## Task instructions
The records below must be output exactly, without pictures.
START
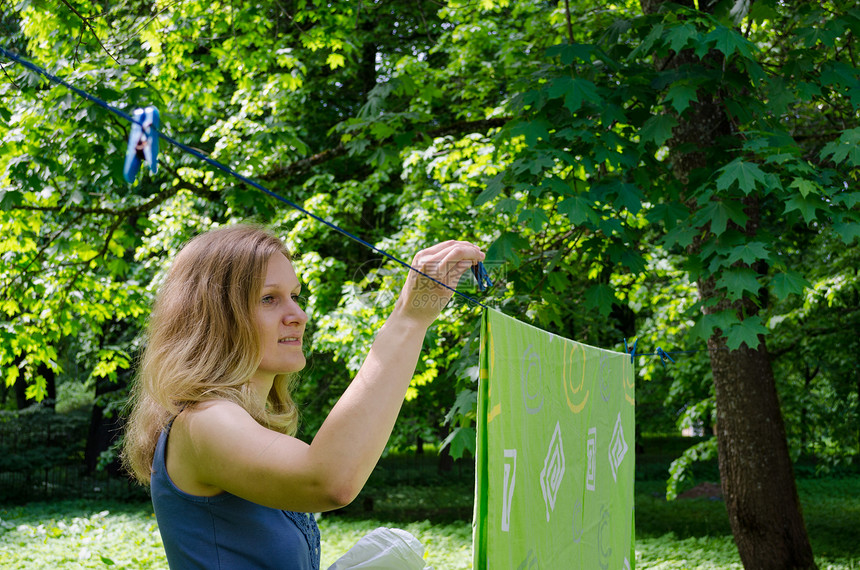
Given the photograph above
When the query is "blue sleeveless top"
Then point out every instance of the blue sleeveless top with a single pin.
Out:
(227, 532)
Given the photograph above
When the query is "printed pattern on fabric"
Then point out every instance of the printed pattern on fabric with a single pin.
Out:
(554, 483)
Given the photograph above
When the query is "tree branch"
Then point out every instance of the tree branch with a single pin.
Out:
(299, 167)
(86, 22)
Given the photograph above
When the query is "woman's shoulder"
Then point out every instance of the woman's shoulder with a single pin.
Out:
(214, 414)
END
## Exercise output
Given the photograph above
When the query is "blue sleeveless top"
Then point out every instance of the blue sleeveless top with a single pin.
Out:
(227, 532)
Given the photograph above
When the query is "printed pattern on fabric"
Then point out every instance of the printed pattern on fabric with a single pin.
Out:
(554, 483)
Given the photograph above
When the query is "tree branch"
Then point out every instance of the tree branch with a single pin.
Out:
(299, 167)
(86, 22)
Given the photograph above
When the query is "woman's shoulder"
Then point out every instance of the woman's shoulder with a single pin.
Out:
(214, 414)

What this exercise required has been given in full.